**PASSAGE PROVIDED**:
· · · · · · ·

Conduct a performance test for HCN from each catalytic cracking unit no
later than August 1, 2017 or within 60 days of startup of a new unit
according to the applicable requirements in paragraphs (a)(6)(i) and
(ii) of this section.
* * * * *
(d) * * *
(1) If you must meet the HAP metal emission limitations in Sec.
63.1564, you elect the option in paragraph (a)(1)(v) in Sec. 63.1564
(Ni lb/hr), and you use continuous parameter monitoring systems, you
must establish an operating limit for the equilibrium catalyst Ni
concentration based on the laboratory analysis of the equilibrium
catalyst Ni concentration from the initial performance test. Section
63.1564(b)(2) allows you to adjust the laboratory measurements of the
equilibrium catalyst Ni concentration to the maximum level. You must
make this adjustment using Equation 1 of this section as follows: * * *
(2) If you must meet the HAP metal emission limitations in Sec.
63.1564, you elect the option in paragraph (a)(1)(vi) in Sec. 63.1564
(Ni per coke burn-off), and you use continuous parameter monitoring
systems, you must establish an operating limit for the equilibrium
catalyst Ni concentration based on the laboratory analysis of the
equilibrium catalyst Ni concentration from the initial performance
test. Section 63.1564(b)(2) allows you to adjust the laboratory
measurements of the equilibrium catalyst Ni concentration to the
maximum level. You must make this adjustment using Equation 2 of this
section as follows: * * *
* * * * *
0
21. Section 63.1572 is amended by revising paragraphs (c)(1) and (d)(1)
to read as follows:
Sec. 63.1572 What are my monitoring installation, operation, and
maintenance requirements?
* * * * *
(c) * * *
(1) You must install, operate, and maintain each continuous
parameter monitoring system according to the requirements in Table 41
of this subpart. You must also meet the equipment specifications in
Table 41 of this subpart if pH strips or colormetric tube sampling
systems are used. You must meet the requirements in Table 41 of this
subpart for BLD systems. Alternatively, before August 1, 2017, you may
install, operate, and maintain each continuous parameter monitoring
system in a manner consistent with the manufacturer's specifications or
other written procedures that provide adequate assurance that the
equipment will monitor accurately.

· · · · · · ·

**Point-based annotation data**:
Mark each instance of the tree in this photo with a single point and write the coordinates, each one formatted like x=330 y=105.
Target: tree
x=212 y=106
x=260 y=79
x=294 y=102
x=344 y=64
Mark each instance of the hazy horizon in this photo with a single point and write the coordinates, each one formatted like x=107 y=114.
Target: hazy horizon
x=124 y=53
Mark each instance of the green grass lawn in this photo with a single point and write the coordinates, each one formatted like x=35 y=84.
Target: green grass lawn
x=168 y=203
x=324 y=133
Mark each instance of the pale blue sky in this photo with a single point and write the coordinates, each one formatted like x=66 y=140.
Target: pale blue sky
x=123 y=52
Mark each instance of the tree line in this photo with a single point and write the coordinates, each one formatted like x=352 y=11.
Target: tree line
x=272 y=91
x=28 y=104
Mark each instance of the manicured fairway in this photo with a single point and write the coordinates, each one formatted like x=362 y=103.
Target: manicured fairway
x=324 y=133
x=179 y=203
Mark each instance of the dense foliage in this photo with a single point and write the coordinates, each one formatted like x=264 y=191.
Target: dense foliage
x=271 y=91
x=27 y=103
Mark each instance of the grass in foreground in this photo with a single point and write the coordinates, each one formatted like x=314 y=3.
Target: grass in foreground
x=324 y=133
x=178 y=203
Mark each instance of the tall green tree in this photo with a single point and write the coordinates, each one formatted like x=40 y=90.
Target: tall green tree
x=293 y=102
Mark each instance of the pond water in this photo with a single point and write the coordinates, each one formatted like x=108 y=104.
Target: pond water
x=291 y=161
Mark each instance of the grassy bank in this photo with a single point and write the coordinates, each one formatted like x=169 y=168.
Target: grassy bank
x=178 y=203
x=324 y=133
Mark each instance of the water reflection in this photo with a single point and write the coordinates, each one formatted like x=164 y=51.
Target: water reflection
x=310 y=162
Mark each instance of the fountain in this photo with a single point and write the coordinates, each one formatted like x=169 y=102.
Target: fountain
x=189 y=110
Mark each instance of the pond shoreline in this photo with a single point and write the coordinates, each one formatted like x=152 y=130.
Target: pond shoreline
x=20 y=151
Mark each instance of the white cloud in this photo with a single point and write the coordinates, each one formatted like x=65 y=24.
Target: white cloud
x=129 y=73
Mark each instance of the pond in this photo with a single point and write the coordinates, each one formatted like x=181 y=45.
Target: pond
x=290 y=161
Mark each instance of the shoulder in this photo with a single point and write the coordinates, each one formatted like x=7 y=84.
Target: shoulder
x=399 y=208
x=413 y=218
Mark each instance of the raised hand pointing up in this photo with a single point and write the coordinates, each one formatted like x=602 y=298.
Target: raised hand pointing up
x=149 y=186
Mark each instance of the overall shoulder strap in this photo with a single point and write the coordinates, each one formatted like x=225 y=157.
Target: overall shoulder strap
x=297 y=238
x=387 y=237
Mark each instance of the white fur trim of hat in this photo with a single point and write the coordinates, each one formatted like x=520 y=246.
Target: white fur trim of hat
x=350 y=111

· · · · · · ·

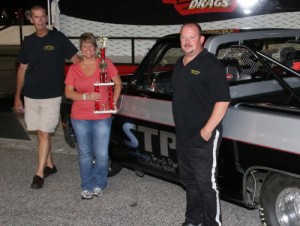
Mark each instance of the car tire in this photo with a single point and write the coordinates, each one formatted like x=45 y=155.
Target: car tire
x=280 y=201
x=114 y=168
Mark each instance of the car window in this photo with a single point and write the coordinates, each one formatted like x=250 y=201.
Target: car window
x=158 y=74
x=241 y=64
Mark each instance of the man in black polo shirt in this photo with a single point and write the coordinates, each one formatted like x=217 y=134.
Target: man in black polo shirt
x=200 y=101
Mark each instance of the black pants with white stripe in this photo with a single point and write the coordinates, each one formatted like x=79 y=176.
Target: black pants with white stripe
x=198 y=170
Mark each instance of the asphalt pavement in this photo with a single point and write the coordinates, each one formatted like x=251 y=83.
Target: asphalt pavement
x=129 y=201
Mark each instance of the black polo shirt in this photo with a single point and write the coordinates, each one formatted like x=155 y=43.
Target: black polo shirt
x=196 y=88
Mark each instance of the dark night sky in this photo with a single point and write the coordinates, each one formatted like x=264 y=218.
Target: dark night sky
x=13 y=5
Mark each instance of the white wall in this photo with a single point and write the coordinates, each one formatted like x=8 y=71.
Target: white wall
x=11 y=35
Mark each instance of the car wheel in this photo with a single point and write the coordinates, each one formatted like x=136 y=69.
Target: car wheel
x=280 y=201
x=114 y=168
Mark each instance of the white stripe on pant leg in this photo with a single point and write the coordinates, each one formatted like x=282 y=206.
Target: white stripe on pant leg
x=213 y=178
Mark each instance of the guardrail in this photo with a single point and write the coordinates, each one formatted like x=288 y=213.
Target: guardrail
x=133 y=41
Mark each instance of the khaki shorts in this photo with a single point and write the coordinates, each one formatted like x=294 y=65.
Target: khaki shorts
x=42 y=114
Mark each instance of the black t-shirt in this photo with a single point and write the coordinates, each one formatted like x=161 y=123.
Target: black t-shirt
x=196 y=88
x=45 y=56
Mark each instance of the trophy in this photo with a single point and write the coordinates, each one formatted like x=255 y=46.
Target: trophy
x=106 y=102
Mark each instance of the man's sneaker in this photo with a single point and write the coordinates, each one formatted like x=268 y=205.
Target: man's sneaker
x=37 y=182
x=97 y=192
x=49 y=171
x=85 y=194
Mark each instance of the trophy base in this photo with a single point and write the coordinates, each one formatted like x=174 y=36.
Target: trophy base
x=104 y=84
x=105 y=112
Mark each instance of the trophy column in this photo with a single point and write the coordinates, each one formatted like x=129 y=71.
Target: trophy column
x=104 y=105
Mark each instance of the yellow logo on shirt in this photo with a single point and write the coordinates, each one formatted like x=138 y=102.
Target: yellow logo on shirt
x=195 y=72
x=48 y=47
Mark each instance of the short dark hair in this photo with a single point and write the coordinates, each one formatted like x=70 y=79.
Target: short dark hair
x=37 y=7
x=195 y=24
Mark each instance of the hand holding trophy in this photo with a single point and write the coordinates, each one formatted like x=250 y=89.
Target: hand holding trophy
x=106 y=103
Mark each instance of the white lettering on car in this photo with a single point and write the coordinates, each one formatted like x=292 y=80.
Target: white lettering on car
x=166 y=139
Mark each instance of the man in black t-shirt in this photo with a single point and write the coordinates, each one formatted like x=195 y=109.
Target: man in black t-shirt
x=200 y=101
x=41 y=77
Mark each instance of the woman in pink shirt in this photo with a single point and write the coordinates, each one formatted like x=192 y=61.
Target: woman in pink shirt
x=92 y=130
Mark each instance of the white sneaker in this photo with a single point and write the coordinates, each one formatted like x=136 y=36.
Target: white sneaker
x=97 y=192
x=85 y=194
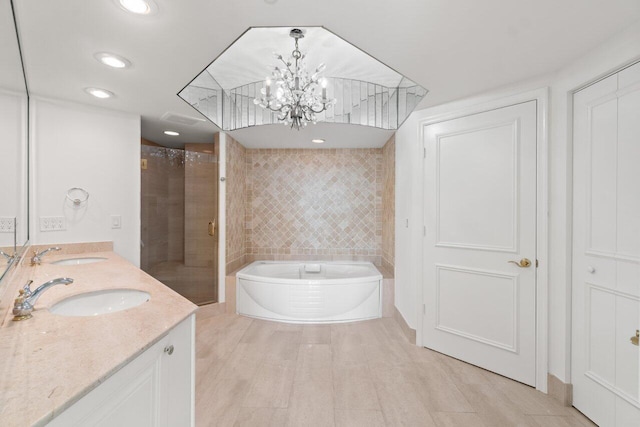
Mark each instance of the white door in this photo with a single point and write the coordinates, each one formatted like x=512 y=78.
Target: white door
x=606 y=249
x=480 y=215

· · · · · · ·

**EXERCISES**:
1 > In the regulation excerpt, why may an operator adjust the laboratory measurements of the equilibrium catalyst Ni concentration to the maximum level? Answer in one to three sentences.
2 > According to the regulation excerpt, by when must the performance test for HCN from each catalytic cracking unit be conducted?
3 > Reproduce the regulation excerpt word for word from "63.1564, you elect the option in paragraph (a)(1)(vi)" to "(c)(1) and (d)(1)".

**RESPONSES TO THE TASKS**:
1 > The adjustment is permitted because Section 63.1564(b)(2) allows the laboratory measurements of the equilibrium catalyst Ni concentration to be adjusted to the maximum level. The adjustment must be made using Equation 1 or Equation 2 of the section, depending on which option is elected.

2 > No later than August 1, 2017, or within 60 days of startup of a new unit.

3 >
63.1564, you elect the option in paragraph (a)(1)(vi) in Sec. 63.1564
(Ni per coke burn-off), and you use continuous parameter monitoring
systems, you must establish an operating limit for the equilibrium
catalyst Ni concentration based on the laboratory analysis of the
equilibrium catalyst Ni concentration from the initial performance
test. Section 63.1564(b)(2) allows you to adjust the laboratory
measurements of the equilibrium catalyst Ni concentration to the
maximum level. You must make this adjustment using Equation 2 of this
section as follows: * * *
* * * * *
0
21. Section 63.1572 is amended by revising paragraphs (c)(1) and (d)(1)